All entries given below are to be returned word for word.

──────── GIVEN ENTRIES ────────

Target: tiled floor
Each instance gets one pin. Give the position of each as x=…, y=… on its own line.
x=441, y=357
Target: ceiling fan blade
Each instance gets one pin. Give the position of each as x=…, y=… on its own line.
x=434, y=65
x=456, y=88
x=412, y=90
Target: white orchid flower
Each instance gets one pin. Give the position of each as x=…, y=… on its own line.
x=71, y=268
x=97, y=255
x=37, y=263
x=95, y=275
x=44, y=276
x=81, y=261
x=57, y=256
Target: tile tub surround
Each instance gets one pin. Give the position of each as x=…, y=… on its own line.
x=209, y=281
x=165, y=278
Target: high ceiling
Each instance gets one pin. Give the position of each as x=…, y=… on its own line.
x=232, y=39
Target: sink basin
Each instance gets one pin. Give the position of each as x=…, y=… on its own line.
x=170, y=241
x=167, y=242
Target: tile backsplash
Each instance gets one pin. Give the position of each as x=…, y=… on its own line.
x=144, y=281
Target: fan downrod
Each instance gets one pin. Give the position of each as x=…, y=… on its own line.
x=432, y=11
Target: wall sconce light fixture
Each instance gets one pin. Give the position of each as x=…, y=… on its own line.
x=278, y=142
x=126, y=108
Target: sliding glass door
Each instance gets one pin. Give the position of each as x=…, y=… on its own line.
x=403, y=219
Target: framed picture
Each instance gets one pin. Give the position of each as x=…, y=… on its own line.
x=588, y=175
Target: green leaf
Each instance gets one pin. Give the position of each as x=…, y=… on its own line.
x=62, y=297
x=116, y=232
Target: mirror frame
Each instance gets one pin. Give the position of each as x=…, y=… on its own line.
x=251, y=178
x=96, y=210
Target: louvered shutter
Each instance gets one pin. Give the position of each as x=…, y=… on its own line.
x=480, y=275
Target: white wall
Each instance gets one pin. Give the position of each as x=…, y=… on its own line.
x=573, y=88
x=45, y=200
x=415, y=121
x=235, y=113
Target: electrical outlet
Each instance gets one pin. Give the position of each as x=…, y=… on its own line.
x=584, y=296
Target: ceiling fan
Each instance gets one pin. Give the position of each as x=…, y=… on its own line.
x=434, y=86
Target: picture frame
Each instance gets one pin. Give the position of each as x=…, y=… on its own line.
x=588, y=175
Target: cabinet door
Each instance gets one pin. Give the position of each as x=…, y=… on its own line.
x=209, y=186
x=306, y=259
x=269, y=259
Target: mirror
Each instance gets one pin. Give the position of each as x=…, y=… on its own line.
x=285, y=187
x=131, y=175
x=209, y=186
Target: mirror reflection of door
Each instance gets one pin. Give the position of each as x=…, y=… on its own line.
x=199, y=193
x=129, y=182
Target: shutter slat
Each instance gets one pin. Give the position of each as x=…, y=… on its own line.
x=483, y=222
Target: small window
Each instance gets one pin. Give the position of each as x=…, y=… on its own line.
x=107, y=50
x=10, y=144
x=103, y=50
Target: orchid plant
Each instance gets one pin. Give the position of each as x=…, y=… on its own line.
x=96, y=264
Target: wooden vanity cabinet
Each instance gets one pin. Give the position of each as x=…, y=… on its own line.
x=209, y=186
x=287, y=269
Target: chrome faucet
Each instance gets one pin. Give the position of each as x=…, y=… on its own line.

────────

> **COMPLETED TASK**
Target: tiled floor
Each instance gets one pin. Give the position of each as x=…, y=… on its own line.
x=441, y=357
Target: ceiling fan blade
Each instance gets one pin. Give the position of each as x=…, y=… on its own line.
x=434, y=65
x=456, y=88
x=412, y=90
Target: white orchid flower
Each instance gets one pin. Give the position of each as x=…, y=… on its own line.
x=71, y=268
x=97, y=255
x=37, y=263
x=95, y=275
x=44, y=276
x=81, y=261
x=57, y=256
Target: tile tub surround
Each instance gets one pin. Give the position of each as x=…, y=… on its own line.
x=209, y=281
x=165, y=278
Target: high ceiling
Each instance gets one pin. Give the position of each as x=…, y=… on its own line.
x=232, y=39
Target: sink basin
Each instance gets one pin. Give the position of each as x=…, y=… on its own line.
x=170, y=241
x=167, y=242
Target: tile backsplash
Each instance gets one pin. Give the position of each as x=…, y=… on its own line.
x=144, y=281
Target: fan downrod
Each instance gets one pin. Give the position of each as x=…, y=… on its own line.
x=432, y=11
Target: wall sconce light fixture
Each instance gets one pin. Give the position of each as x=…, y=… on its own line.
x=278, y=142
x=126, y=108
Target: sliding glass door
Each instance gets one pin. Give the position of each as x=…, y=… on its own line.
x=403, y=219
Target: framed picture
Each instance gets one pin. Give the position of each as x=…, y=… on its own line.
x=588, y=175
Target: green leaf
Each instance gets one pin. Give the position of each as x=…, y=… on its own line.
x=62, y=297
x=116, y=232
Target: mirror frame
Each instance gets one pin. Give the position of each as x=…, y=… on its own line.
x=251, y=178
x=96, y=210
Target: louvered shutter
Each instance gets one pin. Give the position of each as x=…, y=… on its own line.
x=480, y=275
Target: white wall
Each instance gets one pin. Give the position of each as x=…, y=… on its own line.
x=573, y=88
x=45, y=200
x=415, y=121
x=235, y=113
Target: electrical outlet
Each instance gets one pin. Give the position of each as x=…, y=… on its own line.
x=584, y=296
Target: ceiling fan
Each instance gets one pin. Give the position of each as x=…, y=… on its own line.
x=434, y=86
Target: picture frame
Each instance gets one pin. Give the position of each as x=…, y=… on its own line.
x=588, y=175
Target: cabinet door
Each instance gets one pin. Give the position of each as x=…, y=… on its own line.
x=209, y=186
x=306, y=259
x=269, y=259
Target: mirror
Each instance gets one pin. Give the position of each as x=…, y=… on its own line.
x=285, y=187
x=131, y=175
x=209, y=186
Target: mirror reflection of door
Each instance gets one pin. Give the position of each as x=…, y=… on its own line.
x=199, y=193
x=129, y=182
Target: shutter slat
Each instance gets one pin. Give the position of each as x=…, y=… on its own line.
x=483, y=222
Target: small window
Each instance gets one pin. Give the position of each as x=…, y=… on its own line.
x=107, y=50
x=10, y=144
x=103, y=50
Target: orchid plant
Each instance gets one pin. Give the position of each as x=…, y=… on its own line.
x=96, y=264
Target: wooden vanity cabinet
Each instance gets one pin. Give the position of each as x=…, y=… on its own line.
x=209, y=186
x=287, y=269
Target: chrome faucet
Each instance gets one pin. Give the position of each as x=…, y=… on its own line.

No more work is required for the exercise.